● WHAT YOU HAVE TO DO:
Locate the line that contains "Someone claims woman's shoulder". Print it and every subsequent line through the final line of the records, exactly and only those.

══════

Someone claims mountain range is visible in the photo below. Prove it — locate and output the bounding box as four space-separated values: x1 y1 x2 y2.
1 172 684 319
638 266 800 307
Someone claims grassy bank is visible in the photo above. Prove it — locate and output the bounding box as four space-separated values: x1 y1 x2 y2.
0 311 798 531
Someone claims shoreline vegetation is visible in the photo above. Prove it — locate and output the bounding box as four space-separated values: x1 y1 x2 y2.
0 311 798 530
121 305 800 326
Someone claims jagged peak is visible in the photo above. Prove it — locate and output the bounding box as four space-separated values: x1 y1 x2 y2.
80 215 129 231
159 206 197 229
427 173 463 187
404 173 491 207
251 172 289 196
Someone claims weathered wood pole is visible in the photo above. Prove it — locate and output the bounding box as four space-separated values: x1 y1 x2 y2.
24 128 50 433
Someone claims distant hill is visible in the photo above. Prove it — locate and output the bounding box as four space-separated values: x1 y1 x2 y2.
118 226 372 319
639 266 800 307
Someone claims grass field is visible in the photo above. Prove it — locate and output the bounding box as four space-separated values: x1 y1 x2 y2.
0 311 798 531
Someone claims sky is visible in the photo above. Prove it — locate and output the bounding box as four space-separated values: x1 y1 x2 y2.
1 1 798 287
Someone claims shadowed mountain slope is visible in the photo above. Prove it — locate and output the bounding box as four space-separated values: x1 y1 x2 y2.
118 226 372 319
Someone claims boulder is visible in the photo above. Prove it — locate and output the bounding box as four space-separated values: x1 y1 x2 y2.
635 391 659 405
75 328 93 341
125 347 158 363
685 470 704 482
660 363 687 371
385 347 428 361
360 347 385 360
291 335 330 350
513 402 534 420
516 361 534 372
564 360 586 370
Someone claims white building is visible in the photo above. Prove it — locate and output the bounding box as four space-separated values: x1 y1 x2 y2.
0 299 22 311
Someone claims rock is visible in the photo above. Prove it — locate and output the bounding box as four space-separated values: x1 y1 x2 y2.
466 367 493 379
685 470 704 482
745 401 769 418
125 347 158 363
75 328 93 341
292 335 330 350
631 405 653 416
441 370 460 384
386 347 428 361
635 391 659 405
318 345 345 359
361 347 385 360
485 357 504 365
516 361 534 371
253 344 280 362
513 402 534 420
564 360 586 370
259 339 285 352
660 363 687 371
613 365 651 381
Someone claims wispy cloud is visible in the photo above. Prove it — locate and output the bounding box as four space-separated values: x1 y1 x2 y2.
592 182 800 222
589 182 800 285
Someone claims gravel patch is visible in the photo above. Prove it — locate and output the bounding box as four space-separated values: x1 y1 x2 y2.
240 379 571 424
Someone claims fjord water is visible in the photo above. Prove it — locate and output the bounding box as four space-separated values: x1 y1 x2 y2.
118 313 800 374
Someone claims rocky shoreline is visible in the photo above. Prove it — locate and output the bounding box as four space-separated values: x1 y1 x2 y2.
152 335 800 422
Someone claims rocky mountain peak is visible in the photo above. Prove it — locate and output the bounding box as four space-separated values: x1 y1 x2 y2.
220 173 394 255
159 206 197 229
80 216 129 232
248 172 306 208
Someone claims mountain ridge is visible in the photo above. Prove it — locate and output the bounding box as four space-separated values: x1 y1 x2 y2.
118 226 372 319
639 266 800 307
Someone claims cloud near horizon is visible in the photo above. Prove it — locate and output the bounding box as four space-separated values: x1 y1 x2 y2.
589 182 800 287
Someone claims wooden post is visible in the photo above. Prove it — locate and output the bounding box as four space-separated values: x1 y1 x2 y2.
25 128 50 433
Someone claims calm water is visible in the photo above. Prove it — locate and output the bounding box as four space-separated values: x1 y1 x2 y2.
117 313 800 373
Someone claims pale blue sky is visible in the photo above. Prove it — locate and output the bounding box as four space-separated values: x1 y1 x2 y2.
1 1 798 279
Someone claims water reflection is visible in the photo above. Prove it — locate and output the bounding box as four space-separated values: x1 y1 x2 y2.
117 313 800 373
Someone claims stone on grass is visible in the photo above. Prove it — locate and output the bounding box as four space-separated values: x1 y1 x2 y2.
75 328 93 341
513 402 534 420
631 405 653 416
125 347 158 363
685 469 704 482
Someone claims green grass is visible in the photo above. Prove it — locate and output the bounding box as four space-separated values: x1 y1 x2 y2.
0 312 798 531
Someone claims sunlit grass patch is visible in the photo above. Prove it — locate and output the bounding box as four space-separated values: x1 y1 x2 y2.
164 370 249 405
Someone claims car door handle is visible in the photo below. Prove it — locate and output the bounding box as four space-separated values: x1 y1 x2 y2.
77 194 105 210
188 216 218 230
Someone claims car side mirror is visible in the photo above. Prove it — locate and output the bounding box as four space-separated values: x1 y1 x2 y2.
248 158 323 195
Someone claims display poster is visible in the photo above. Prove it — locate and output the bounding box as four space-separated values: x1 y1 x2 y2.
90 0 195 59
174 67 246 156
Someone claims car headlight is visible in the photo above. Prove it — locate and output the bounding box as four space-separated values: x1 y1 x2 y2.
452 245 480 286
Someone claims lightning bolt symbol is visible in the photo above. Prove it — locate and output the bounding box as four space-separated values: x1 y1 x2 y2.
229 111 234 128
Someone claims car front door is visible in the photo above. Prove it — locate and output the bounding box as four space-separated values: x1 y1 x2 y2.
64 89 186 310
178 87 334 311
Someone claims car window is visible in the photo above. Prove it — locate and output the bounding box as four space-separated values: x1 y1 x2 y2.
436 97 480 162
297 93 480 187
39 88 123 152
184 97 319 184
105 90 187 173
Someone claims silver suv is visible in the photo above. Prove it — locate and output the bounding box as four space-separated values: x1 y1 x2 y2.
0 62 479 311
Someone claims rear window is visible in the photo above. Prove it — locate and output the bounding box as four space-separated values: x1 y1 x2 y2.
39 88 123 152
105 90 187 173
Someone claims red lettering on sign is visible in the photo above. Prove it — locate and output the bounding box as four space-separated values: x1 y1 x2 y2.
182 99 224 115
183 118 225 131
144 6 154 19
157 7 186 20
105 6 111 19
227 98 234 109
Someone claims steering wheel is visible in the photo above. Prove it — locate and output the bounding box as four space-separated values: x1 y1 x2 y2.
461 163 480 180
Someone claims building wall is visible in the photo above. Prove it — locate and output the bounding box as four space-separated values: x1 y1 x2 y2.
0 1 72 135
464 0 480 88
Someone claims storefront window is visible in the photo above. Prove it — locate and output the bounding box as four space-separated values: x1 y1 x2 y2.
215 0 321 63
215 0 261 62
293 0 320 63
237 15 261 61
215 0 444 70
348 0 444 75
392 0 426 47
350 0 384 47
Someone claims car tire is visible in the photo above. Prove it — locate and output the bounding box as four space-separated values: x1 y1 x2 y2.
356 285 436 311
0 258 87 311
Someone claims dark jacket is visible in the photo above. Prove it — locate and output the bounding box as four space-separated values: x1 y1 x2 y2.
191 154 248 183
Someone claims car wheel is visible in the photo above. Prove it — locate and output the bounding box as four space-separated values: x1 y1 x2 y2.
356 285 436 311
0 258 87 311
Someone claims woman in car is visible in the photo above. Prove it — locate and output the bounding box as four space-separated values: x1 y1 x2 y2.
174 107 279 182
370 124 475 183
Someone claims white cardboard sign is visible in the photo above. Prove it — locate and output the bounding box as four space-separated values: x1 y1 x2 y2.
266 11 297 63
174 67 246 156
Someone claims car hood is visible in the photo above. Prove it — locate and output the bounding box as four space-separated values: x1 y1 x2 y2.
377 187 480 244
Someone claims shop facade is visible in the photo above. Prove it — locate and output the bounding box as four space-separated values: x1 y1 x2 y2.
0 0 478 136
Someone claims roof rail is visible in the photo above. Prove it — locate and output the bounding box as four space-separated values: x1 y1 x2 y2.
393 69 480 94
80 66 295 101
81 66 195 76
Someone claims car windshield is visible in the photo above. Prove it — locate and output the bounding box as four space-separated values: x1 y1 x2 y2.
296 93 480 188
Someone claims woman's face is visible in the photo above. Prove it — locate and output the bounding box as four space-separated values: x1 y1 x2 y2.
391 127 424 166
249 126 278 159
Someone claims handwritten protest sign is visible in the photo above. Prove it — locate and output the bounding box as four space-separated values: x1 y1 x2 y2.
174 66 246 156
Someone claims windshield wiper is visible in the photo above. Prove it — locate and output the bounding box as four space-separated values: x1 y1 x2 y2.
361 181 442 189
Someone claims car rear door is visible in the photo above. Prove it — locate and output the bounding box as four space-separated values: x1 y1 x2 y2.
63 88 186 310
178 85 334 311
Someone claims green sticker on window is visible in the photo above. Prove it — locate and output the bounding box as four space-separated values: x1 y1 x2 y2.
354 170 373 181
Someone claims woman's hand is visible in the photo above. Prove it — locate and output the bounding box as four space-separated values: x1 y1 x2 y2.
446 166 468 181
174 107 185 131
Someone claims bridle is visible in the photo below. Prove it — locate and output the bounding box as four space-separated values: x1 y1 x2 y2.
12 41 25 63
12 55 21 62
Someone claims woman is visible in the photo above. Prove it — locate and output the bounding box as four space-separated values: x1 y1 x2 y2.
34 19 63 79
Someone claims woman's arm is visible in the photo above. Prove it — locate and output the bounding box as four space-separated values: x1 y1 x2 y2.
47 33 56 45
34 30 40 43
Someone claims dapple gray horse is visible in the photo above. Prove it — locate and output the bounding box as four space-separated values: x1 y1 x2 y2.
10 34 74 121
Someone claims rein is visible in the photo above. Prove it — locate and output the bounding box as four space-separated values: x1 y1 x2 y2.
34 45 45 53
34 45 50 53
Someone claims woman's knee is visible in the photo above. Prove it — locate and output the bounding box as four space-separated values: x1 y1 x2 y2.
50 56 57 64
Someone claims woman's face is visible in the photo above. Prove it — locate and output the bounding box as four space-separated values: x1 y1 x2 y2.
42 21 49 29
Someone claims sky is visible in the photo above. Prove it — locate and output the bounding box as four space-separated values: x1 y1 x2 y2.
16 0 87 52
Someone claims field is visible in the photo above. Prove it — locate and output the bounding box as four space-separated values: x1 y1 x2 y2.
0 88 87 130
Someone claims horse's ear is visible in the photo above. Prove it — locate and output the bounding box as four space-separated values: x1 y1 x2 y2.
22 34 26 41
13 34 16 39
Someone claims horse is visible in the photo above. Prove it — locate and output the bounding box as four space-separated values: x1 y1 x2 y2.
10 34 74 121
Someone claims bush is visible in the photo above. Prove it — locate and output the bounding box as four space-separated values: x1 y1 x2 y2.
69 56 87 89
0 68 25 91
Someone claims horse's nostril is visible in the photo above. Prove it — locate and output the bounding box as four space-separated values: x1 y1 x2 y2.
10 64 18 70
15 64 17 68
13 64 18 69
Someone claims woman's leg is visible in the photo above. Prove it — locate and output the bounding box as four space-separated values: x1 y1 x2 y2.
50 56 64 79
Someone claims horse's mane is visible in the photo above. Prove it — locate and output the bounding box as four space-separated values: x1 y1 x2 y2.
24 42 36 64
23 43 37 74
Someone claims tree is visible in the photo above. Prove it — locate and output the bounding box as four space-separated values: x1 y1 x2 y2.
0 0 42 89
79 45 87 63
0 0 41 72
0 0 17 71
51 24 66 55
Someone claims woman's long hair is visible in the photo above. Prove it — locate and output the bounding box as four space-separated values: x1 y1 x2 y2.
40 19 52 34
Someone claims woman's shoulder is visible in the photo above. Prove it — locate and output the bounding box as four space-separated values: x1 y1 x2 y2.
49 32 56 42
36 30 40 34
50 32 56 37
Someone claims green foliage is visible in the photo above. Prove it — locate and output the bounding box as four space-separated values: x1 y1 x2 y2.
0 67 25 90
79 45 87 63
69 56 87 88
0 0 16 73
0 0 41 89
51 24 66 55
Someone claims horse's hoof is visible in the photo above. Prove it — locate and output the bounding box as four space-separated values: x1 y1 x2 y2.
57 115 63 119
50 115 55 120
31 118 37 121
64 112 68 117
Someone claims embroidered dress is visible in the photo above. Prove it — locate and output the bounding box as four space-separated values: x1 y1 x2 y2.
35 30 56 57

══════

● SOLUTION FOR THIS TASK:
Someone claims woman's shoulder is visible in the photo above. Prove it — locate and output the bounding box as four space-separated values: x1 y1 x2 y2.
49 32 56 42
36 30 40 34
50 32 56 37
Someone claims green foliage is visible in the photo above. Prove it — locate and output the bounding box as four space-separated values: x1 y1 x2 y2.
0 67 25 90
79 45 87 63
69 56 87 88
0 0 16 73
0 0 41 89
51 24 66 55
Someone claims horse's hoof is visible in the photo above. Prove it — locate and output the bounding box as four space-separated values: x1 y1 x2 y2.
57 115 63 119
50 115 55 120
31 118 37 121
64 112 68 117
Someone claims embroidered dress is visible in the photo above. Prove it — locate and output the bounding box as four space-separated values: x1 y1 x2 y2.
35 30 56 57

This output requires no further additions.